> **Article**
Dear TFP community,
I have problem with sampling from high dimensional multivariate normal distribution with TFP Hamiltonian MCMC. Sampler doesn't getaway from starting point with different configurations (step size & chain length and etc.). All parameters get same value. In my real problem there is a need to define a MVN distribution with at least 300 dimensions (toy example provided here suppose simpler covariance matrix and fixed mean). I really appreciate any help you can provide.
Thanks.
import tensorflow as tf
import tensorflow_probability as tfp
import numpy as np
tfd = tfp.distributions
import matplotlib.pyplot as plt
dimen=50
cov_base=np.array([[40000,21000,4800],[21000,22500,2400],[4800,2400,1600]])
cov_mat1=np.tile(cov_base,(dimen,dimen))
jit=np.diag(np.diag(cov_mat1))*.00001
cov_mat2=(cov_mat1)+jit
cov_mat=cov_mat2.astype('float32')
m1=np.zeros([dimen,dimen])
mu_real=tf.reshape(tf.concat([tf.reshape(tf.ones(dimen)*1800,[dimen,1]),tf.reshape(tf.ones(dimen)*1500,[dimen,1]),tf.reshape(tf.ones(dimen)*2200,[dimen,1])], 1),[-1])
mu_model=tf.cast(mu_real,dtype=tf.float32)
prior_dist = tfd.MultivariateNormalFullCovariance(loc=mu_model, covariance_matrix=cov_mat)
def joint_log_prob(param1,param2,param3):
mu_vec=tf.reshape(tf.concat([param1,param2,param3], 0),[-1])
outpu_t=prior_dist.log_prob(mu_vec)
return outpu_t
#MCMC Sampling part
# Create an HMC TransitionKernel
target_log_prob_fn = joint_log_prob
num_burnin_steps = 1000
num_results = 500
num_chains = 16
step_size = [0.05,0.1,0.4]
kernel = tfp.mcmc.HamiltonianMonteCarlo(
target_log_prob_fn=target_log_prob_fn,
num_leapfrog_steps=3,
step_size=step_size)
kernel = tfp.mcmc.SimpleStepSizeAdaptation(
inner_kernel=kernel, num_adaptation_steps=int(num_burnin_steps * 0.8))
@tf.function()
def run_chain():
return tfp.mcmc.sample_chain(
num_results=num_results,
num_burnin_steps=num_burnin_steps,
current_state=[tf.ones(dimen)*1000,tf.ones(dimen)*2000,tf.ones(dimen)*3000],
kernel=kernel,
trace_fn=lambda _, pkr: [pkr.inner_results.is_accepted,
pkr.inner_results.log_accept_ratio])
samples, [is_accepted, log_accept_ratio] = run_chain()
print("Acceptance rate:", is_accepted.numpy().mean())
print("param1:", tf.reduce_mean(samples[0]))
print("param2", tf.reduce_mean(samples[1]))
print("param3", tf.reduce_mean(samples[2]))
print(samples[0])
print(samples[1])
print(samples[2])
fig = plt.figure()
ax1 = fig.add_subplot(3,1,1)
ax1.plot(samples[0])
ax2 = fig.add_subplot(3,1,2)
ax2.plot(samples[1])
ax3 = fig.add_subplot(3,1,3)
ax3.plot(samples[2])
plt.show()

> **Entries provided**
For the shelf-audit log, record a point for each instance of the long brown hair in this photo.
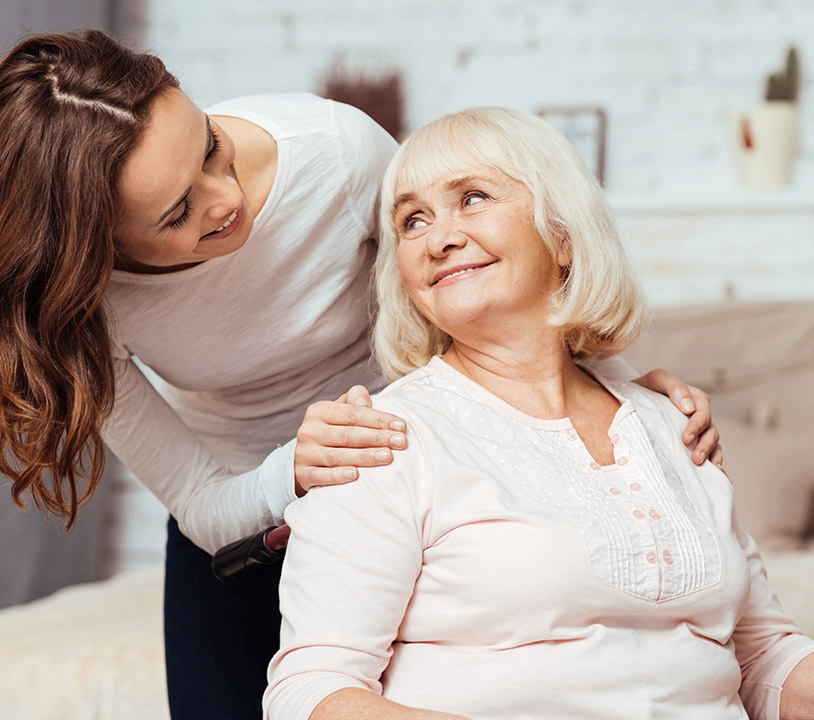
(72, 107)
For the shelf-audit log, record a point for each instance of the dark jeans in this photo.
(219, 637)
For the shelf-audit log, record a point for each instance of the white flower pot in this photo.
(765, 142)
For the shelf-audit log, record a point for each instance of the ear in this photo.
(564, 255)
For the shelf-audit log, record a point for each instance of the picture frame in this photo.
(585, 127)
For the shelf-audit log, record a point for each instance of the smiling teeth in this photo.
(228, 222)
(460, 272)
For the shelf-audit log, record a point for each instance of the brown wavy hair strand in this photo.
(72, 108)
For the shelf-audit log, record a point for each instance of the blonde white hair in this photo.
(599, 306)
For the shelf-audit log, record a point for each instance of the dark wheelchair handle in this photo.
(265, 548)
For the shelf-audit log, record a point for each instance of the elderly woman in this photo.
(545, 547)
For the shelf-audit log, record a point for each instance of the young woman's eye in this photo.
(183, 217)
(216, 145)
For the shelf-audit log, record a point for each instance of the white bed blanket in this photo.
(95, 652)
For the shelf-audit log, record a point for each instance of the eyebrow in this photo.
(454, 184)
(189, 189)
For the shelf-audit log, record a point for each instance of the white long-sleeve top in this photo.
(247, 341)
(496, 571)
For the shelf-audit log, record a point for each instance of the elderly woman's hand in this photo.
(338, 437)
(693, 402)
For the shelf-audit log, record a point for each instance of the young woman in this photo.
(230, 252)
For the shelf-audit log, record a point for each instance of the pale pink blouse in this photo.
(496, 571)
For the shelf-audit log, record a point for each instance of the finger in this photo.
(345, 436)
(663, 382)
(358, 395)
(707, 442)
(337, 413)
(700, 422)
(326, 457)
(311, 477)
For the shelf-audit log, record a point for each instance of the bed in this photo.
(94, 651)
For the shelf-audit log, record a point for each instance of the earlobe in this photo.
(564, 255)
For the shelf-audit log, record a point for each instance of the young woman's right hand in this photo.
(338, 437)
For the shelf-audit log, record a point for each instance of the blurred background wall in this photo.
(665, 74)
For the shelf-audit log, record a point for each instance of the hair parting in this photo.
(72, 107)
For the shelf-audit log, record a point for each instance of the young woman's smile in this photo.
(181, 201)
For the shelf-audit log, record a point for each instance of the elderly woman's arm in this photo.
(356, 704)
(797, 696)
(352, 562)
(776, 660)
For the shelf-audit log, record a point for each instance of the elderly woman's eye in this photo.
(474, 197)
(413, 223)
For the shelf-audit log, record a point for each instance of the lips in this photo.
(228, 227)
(449, 275)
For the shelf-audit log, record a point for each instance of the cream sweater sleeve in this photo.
(213, 506)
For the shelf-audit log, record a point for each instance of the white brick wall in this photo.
(666, 72)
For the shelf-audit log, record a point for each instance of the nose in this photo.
(225, 196)
(444, 237)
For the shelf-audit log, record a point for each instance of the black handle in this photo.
(265, 548)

> **Set of tasks**
1. Which Python modules does the code in the forum post import? Give each one with its alias.
2. Transcribe the forum post word for word from "cov_mat1=np.tile(cov_base,(dimen,dimen))" to "mu_vec=tf.reshape(tf.concat([param1,param2,param3], 0),[-1])".

> **Completed exercise**
1.
- tensorflow, as tf
- tensorflow_probability, as tfp
- numpy, as np
- matplotlib.pyplot, as plt

2.
cov_mat1=np.tile(cov_base,(dimen,dimen))
jit=np.diag(np.diag(cov_mat1))*.00001
cov_mat2=(cov_mat1)+jit
cov_mat=cov_mat2.astype('float32')
m1=np.zeros([dimen,dimen])
mu_real=tf.reshape(tf.concat([tf.reshape(tf.ones(dimen)*1800,[dimen,1]),tf.reshape(tf.ones(dimen)*1500,[dimen,1]),tf.reshape(tf.ones(dimen)*2200,[dimen,1])], 1),[-1])
mu_model=tf.cast(mu_real,dtype=tf.float32)
prior_dist = tfd.MultivariateNormalFullCovariance(loc=mu_model, covariance_matrix=cov_mat)
def joint_log_prob(param1,param2,param3):
mu_vec=tf.reshape(tf.concat([param1,param2,param3], 0),[-1])